• Work instructions
In the entries below, begin at the line with "The component shall identify every instance of the hat brim" and stop after the line with "The component shall identify every instance of the blurred"; output those lines exactly and omit the pictures.

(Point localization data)
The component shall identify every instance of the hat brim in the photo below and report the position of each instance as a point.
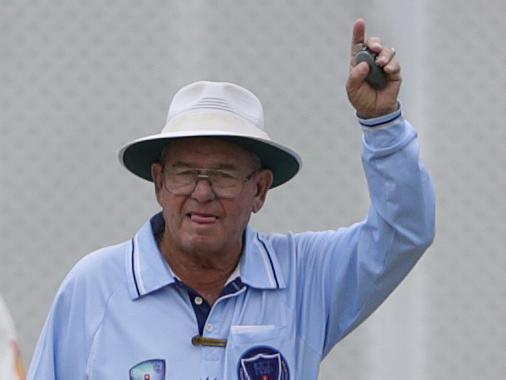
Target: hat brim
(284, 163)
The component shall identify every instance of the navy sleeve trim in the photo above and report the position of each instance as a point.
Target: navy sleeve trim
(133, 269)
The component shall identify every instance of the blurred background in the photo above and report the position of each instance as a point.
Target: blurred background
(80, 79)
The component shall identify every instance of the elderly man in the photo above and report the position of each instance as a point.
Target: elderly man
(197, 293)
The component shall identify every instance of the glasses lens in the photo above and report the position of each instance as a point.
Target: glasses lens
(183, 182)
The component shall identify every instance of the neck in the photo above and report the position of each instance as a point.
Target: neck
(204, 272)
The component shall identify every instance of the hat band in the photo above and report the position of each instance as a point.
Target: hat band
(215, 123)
==
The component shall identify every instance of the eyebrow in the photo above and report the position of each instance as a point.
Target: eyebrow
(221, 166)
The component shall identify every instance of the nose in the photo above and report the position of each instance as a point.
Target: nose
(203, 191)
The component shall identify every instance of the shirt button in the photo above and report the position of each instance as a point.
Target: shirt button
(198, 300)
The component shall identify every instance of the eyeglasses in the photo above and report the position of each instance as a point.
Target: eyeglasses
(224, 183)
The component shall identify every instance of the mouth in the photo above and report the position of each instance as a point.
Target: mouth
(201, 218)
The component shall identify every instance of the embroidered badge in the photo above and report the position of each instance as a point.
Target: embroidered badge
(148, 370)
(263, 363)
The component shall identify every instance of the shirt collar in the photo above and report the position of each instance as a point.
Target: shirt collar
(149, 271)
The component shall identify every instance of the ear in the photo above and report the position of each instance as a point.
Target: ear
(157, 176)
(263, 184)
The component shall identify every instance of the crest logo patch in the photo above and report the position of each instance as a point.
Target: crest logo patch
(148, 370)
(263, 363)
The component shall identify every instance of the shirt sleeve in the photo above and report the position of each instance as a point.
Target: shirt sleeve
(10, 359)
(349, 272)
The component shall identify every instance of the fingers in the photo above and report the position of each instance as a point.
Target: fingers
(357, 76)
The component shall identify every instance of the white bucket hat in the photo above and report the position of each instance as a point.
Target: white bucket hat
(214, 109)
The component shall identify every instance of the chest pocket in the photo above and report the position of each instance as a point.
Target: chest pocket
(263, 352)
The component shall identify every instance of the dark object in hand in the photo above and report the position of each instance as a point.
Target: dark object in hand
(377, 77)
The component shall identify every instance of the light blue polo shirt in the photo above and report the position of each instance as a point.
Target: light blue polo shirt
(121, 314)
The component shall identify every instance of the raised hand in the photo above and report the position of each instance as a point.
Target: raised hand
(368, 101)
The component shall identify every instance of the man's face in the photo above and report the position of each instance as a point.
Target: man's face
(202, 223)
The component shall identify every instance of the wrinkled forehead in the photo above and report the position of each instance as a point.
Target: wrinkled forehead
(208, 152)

• Exercise response
The component shall identify every instance of the hat brim in the photo below and report the position of each instance as a point.
Target: hat brim
(284, 163)
The component shall identify every instance of the navy sleeve trim in the photo above and report the position of each instance as a point.
Target: navy sleeve trim
(133, 269)
The component shall identify every instance of the blurred background in the photo above and report the position of each instance as a point.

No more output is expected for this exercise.